Istruzioni:
1. Riproduca fedelmente il passo del testo sulla ricerca di UPA e del Politecnico da "Un altro tema" a "sono molto stabili.".
2. Risponda alle seguenti domande sul testo sulla ricerca di UPA e del Politecnico.
(a) Qual è la percentuale delle aziende che negli ultimi anni hanno investito sulla misurazione?
(b) Quale quota del campione indica le agenzie di ricerca esterne come principale partner per le iniziative di misurazione?
(c) Quante aziende su 10 non effettuano le analisi sulle iniziative digitali e sui contributi della brand lift?

Sezione del testo:
####################
Il convegno organizzato da UPA e dal Politecnico di Milano ha offerto al mercato un contributo alla comprensione delle opportunità e delle criticità nello sviluppo dei brand.

La seconda parte della ricerca di UPA e del Politecnico, presentato da Nicola Spiller (nella foto subito sotto), evidenzia come negli ultimi anni le aziende che hanno investito sulla misurazione sono l’89%.

Nicola

 In particolare, come principale partner di riferimento per le iniziative di misurazione la larga maggioranza (65%) indica le agenzie di ricerca esterne come quelle che più sono in grado di offrire strumenti precisi di misurazione. Inoltre, gli strumenti di misurazione delle iniziative di marketing/comunicazione utilizzate all’interno dell’impresa sono per il 73% analytics per i mezzi digitali.

Per le analisi più verticali sulle iniziative digitali e i contributi della brand lift il campione si spacca in 2 dimensioni. La ricerca infatti mostra che 4 aziende su 10 non fanno questo tipo di misurazioni mentre il restante 60% è ulteriormente suddiviso: 1 azienda su 10 usa strumenti di terze parti, 4 su 10 si appoggia a piattaforme media fornite già da piattaforme stesse e editori.
Il messaggio continua però ad essere positivo perché il trend mostra che le aziende vorranno mantenere questi investimenti sulle indagini specifiche.

Un altro tema importante sottolineato dalla ricerca riguarda il tema dei cookie che alimenta i modelli di attribuzione sta attraversando un periodo di revisione e ci si aspetta che l’attenzione si sposterà ai modelli di marketing mix che sono molto stabili.
####################
Dati forniti:
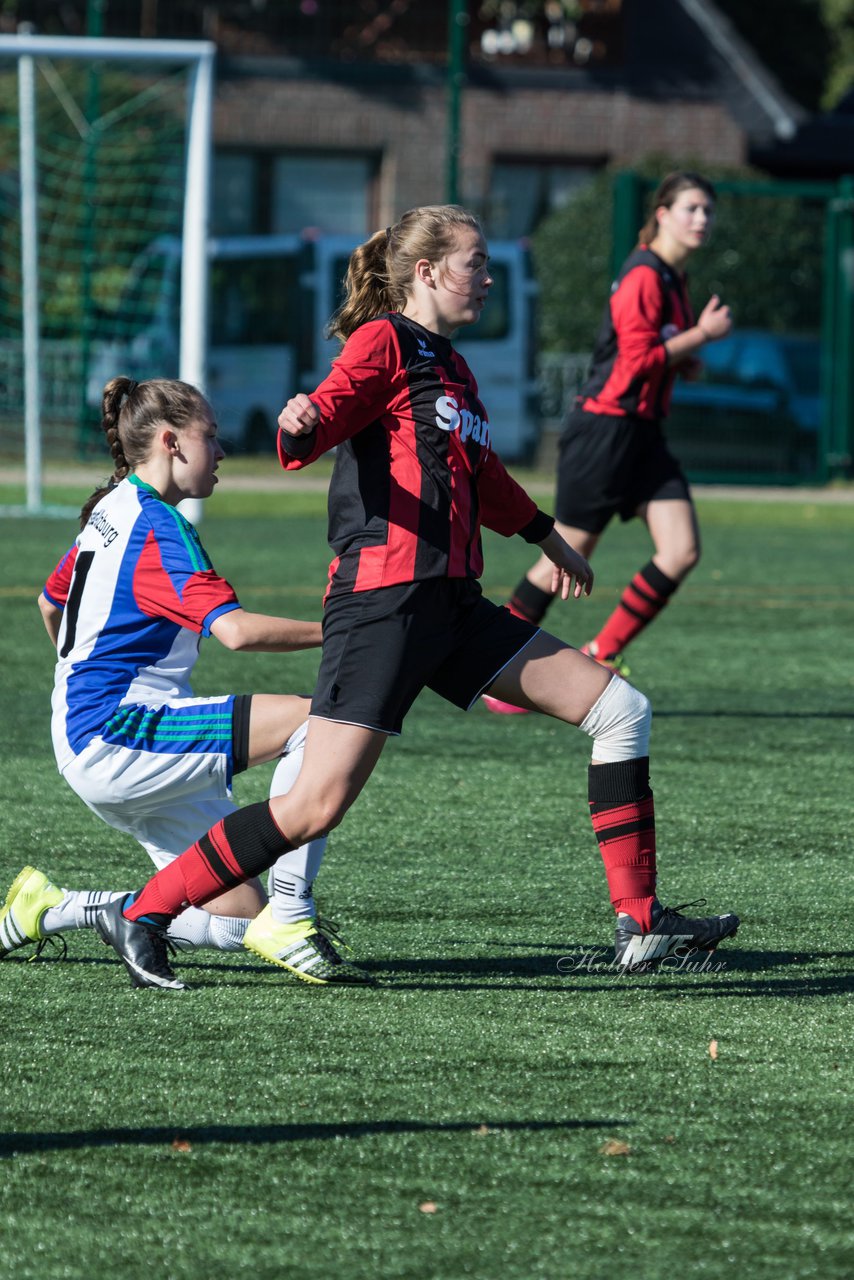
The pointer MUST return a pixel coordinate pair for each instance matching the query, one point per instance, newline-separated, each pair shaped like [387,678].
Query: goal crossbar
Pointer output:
####################
Risposte all'esercizio:
1.
Un altro tema importante sottolineato dalla ricerca riguarda il tema dei cookie che alimenta i modelli di attribuzione sta attraversando un periodo di revisione e ci si aspetta che l’attenzione si sposterà ai modelli di marketing mix che sono molto stabili.

2.
(a) L'89%.
(b) Il 65%.
(c) 4 aziende su 10.